***** Task inputs

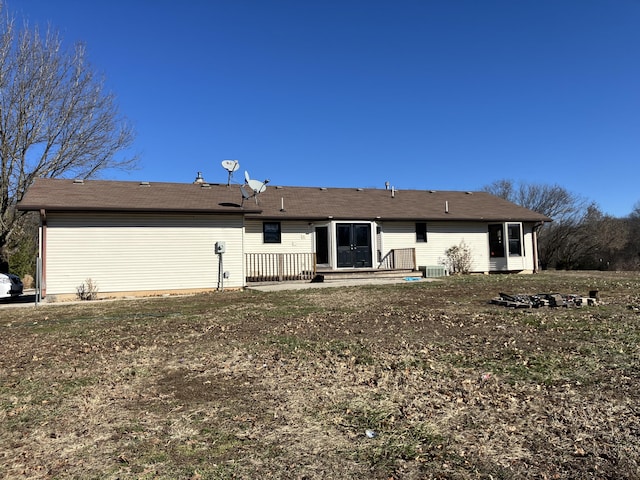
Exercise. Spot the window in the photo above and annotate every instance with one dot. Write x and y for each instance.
(271, 232)
(421, 232)
(496, 240)
(515, 244)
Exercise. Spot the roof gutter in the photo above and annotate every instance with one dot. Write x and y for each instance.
(534, 231)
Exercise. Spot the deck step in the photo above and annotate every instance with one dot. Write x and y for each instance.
(333, 275)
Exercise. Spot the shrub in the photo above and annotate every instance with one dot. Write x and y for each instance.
(87, 291)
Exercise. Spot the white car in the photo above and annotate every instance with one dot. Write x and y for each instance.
(10, 285)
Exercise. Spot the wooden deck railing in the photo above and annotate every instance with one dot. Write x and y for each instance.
(399, 259)
(278, 267)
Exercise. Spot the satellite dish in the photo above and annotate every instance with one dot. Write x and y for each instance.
(256, 187)
(230, 166)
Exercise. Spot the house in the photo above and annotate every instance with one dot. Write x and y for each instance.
(135, 238)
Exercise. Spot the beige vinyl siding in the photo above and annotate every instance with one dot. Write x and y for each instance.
(141, 252)
(440, 236)
(296, 237)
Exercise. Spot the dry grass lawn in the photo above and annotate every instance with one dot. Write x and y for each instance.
(410, 381)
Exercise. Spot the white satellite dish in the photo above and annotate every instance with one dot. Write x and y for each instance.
(230, 166)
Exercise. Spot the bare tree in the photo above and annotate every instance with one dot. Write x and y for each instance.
(557, 241)
(551, 200)
(56, 120)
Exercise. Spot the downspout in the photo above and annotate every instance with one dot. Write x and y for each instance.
(536, 227)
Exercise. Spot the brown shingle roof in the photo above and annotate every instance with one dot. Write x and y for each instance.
(307, 203)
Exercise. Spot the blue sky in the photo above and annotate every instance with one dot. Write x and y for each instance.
(446, 95)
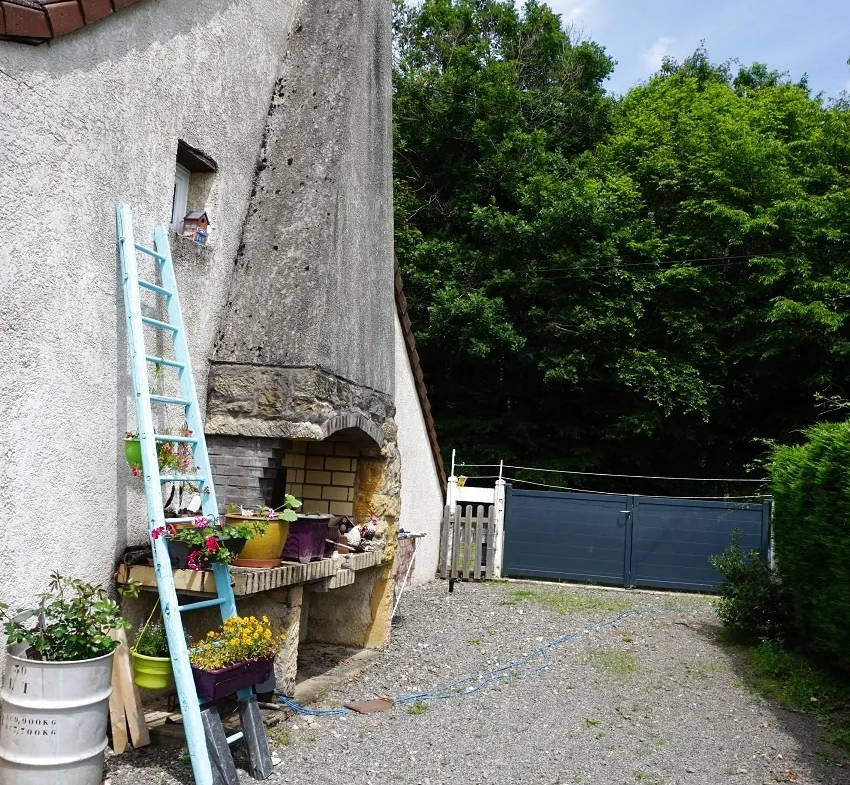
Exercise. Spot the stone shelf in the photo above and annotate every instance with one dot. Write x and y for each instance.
(248, 581)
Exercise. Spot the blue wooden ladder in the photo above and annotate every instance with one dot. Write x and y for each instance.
(212, 762)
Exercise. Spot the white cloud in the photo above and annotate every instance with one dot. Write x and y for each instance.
(654, 56)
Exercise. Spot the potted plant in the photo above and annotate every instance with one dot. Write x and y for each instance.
(204, 541)
(240, 653)
(173, 457)
(58, 679)
(307, 537)
(151, 658)
(265, 549)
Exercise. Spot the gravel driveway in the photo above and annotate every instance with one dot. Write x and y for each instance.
(649, 699)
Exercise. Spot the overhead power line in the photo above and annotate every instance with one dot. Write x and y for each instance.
(637, 476)
(645, 495)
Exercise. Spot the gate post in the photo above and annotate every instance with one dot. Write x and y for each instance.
(499, 527)
(632, 512)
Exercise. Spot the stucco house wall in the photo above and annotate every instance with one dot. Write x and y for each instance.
(291, 309)
(421, 491)
(88, 120)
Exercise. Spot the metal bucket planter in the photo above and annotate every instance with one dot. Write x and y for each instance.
(152, 673)
(218, 684)
(265, 547)
(306, 541)
(54, 719)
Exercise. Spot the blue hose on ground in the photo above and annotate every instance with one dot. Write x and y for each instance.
(525, 666)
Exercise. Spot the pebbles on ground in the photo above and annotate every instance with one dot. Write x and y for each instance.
(647, 699)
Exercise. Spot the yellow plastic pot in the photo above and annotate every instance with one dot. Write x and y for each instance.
(266, 546)
(152, 673)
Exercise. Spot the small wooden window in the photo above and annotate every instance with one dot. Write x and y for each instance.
(181, 197)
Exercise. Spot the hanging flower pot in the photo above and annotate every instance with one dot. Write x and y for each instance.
(133, 451)
(150, 656)
(152, 673)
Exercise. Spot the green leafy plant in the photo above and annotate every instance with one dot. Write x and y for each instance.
(812, 533)
(72, 621)
(208, 539)
(753, 604)
(285, 512)
(152, 641)
(173, 457)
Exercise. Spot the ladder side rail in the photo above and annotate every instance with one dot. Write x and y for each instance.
(189, 707)
(187, 382)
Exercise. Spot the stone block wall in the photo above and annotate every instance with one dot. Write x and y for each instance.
(245, 469)
(323, 475)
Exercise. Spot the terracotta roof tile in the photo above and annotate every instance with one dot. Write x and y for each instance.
(36, 21)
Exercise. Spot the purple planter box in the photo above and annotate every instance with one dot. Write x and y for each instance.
(218, 684)
(179, 551)
(306, 540)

**********

Verbatim reproduction of every record is required; images are left out.

• Finished exercise:
Exercise. Spot the window in the photo above and annotate every instance with one dot. Write x and y for each instance.
(271, 232)
(421, 232)
(496, 240)
(515, 244)
Exercise. Spot the roof gutter in the photo above and annotate every instance with one dot. Write x and y for each instance.
(534, 231)
Exercise. Spot the deck step in the photo above and annotate every instance with one dot. Write x and y for each instance.
(333, 275)
Exercise. Spot the shrub in the photo above and annotate every instance with one dot. Write x and y for each instance.
(87, 291)
Exercise. Spot the white car in the photo above and annotate every instance with one dot. Write x and y for each instance.
(10, 285)
Exercise. Spot the wooden deck railing in the photo above and annotate every instance with one dot. Write x and y for each instance.
(399, 259)
(278, 267)
Exercise. Spot the satellite dish in the photo above and annotate every instance with one dot. Write x and y for each instance.
(256, 187)
(230, 166)
Exercise. Spot the house in the photo above and annotate every instance with one dot. Write x and y for each instance.
(135, 238)
Exercise. Spot the beige vinyl siding in the photo above and annotate every instance with one dot. Write x and y for each instance.
(141, 252)
(440, 236)
(296, 237)
Exercise. Spot the dry grass lawn in the photo above and annotate every instance with one dot. Write x and y for each instance.
(410, 381)
Exercise. Spot the white satellite dish in the photo above and annotate every instance with one dot. Write x and y for each instance.
(230, 166)
Exercise. Spot the bare tree in the photo above and annotate every instance with one dot. Write x and y for each instance.
(557, 241)
(551, 200)
(56, 120)
Exercise. Spot the downspout in the photo above and annotate every instance with one dot. Write x and y for each instance.
(536, 227)
Exercise. Spot the brown shingle roof in the photo above and annotate every instance with one dot. Write x and y for each instance.
(307, 203)
Exercise. Spot the blue sky in the photo above and annotate every instance with one dot. Write x and y for each instance.
(446, 95)
Exercise. Spot the stone shelf in the photo above and annotate every instance with one dot. Write x and y for each instance.
(248, 581)
Exercise. Spot the blue wooden ladder in the photo above and annotate every instance with one dot. Write x and y for each instance.
(212, 762)
Exercise. Spot the white cloud in the photo above and annotate every instance with one dot. Write x and y for each instance.
(654, 56)
Exercise. Spot the potted plant in the photo above and annotate every instance with one dot. Write x and y for each instance.
(204, 541)
(240, 653)
(173, 457)
(58, 679)
(307, 537)
(151, 658)
(265, 549)
Exercise. Spot the gravel driveway in the photo above and annotate every instance with one dot. Write x and y for each instance.
(649, 699)
Exercise. Spot the overhead power line in the photo above and annotate every instance with one dot. Write x and y for each instance.
(637, 476)
(645, 495)
Exercise. Spot the gate post in the photo above and annotate every instance with one dot. Write x and y for each instance.
(499, 527)
(632, 512)
Exercise. Spot the stucco house wall in the photo above and annotate every instance with one dot. Write x and y for each instance.
(291, 309)
(421, 491)
(88, 120)
Exercise. Spot the metal bucket planter in the photo above and annotate every instance with one dot. Write x and y for each instance.
(152, 673)
(218, 684)
(265, 547)
(306, 541)
(54, 719)
Exercise. Spot the blue hose on ground in the photo above and annotate every instance with one dot. Write x and y for each instance.
(525, 666)
Exercise. Spot the pebbles on ground in the photo above and annotate every instance with one dot. Write x and y for each instance.
(647, 699)
Exercise. Spot the yellow plastic pot in the photo above and annotate every instance with one dot. Write x and y for each instance.
(266, 546)
(152, 673)
Exercise. Spot the small wooden window in the photo above and annotate every instance with one dot. Write x and y for each instance.
(181, 197)
Exercise. Spot the hanging flower pot in the photo above and annotate every instance with one dot. Write x and y for each instance.
(133, 451)
(150, 656)
(152, 673)
Exercise. Spot the green leafy plant in the photo above and annotate every instance with one dot. Write x and y for each instance.
(812, 533)
(72, 621)
(208, 539)
(753, 604)
(285, 512)
(152, 641)
(173, 457)
Exercise. Spot the ladder side rail in the photo above and annotate every instance with one dot. Write x and y for each instance.
(189, 707)
(187, 382)
Exercise. Spot the stone block wall in the photo above and annotate every instance with one dot. Write x and y for each instance.
(245, 469)
(323, 475)
Exercise. Spot the terracotta roof tile in the photo above and annotate every instance with one dot. Write x and y for each instance.
(36, 21)
Exercise. Spot the purple planter box in the photo above and annotate every instance with one dot. Write x and y for each instance.
(218, 684)
(179, 551)
(306, 540)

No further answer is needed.